Pages

Monday, September 23, 2019

Matrix by: Robert Perry and Mike Tucker

There’s something amazing about getting to a throwback to the days of the Virgin New Adventures in the midst of Past Doctor Adventures.  Robert Perry and Mike Tucker’s Matrix, the second novel from this specific pair and works out the specific kinks of their first novel Illegal Alien to form a perfect standout for the Past Doctor Adventures range.  The plot of Matrix, like many of the Virgin New Adventures, forces the Doctor off-screen for much of the runtime as a malignant force takes hold and forces the Doctor to assume the role of Jack the Ripper about a third of the way through and lose his memory, leaving Ace alone on the streets of an alternate Victorian London, one where the Ripper rules.  Perry and Tucker craft a novel whose tone can only be described as dark and twisted, as each setting is in a sort of alternate history where the Doctor’s actions have changed everything forever.  Like many of the Virgin New Adventures, Ace is put through another crucible as she is unwittingly put on her own and the Doctor once again has to realize what it means to be the Doctor.  As a novel, some of the events perhaps breach territory even the darkest of the Virgin New Adventures rarely reached.

Saved entries
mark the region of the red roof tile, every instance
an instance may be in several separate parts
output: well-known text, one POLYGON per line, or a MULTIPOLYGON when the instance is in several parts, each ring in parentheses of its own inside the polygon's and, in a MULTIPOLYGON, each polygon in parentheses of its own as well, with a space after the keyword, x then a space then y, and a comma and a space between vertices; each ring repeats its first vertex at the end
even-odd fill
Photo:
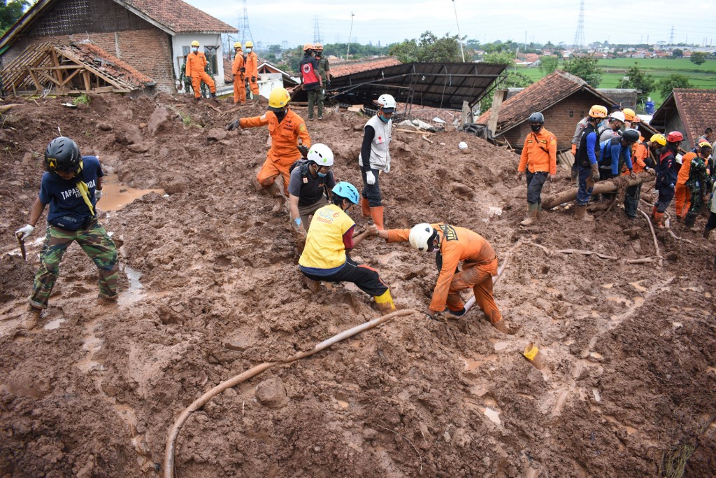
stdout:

Directions:
Pick up the review of the novel Matrix after its last sentence and keep it going.

Output:
Perry and Tucker open the novel in an alternate 1963, one where Jack the Ripper became an immortal overlord and the Doctor and Susan never came to London 1963.  This first segment of the novel, running the first two parts of the book’s six part structure, is set in a typical dystopian alternate history setting, but Perry and Tucker use it importantly as a way to raise the stakes.  This is not in the sense that the entire world is in danger, the UK itself is still there, but is the fifty-first state of the United States of America due to the Ripper’s influence and while its citizens are in turmoil, the actual world is all and all stable.  No, the stakes here are raised because the Doctor and Ace meet alternate versions of Ian Chesterton and Barbara Wright.  Of course, in this timeline they never met the Doctor and both became poverty stricken in an underpaid Coal Hill School.  They are still recognizably the same characters the Doctor and fans already know, but what Perry and Tucker do here is give the audience the emotional connection for the stakes.  The reader knows these characters and know how the story is supposed to go for them and getting them back on track is put in the back of the reader’s mind adding to the tension for the novel.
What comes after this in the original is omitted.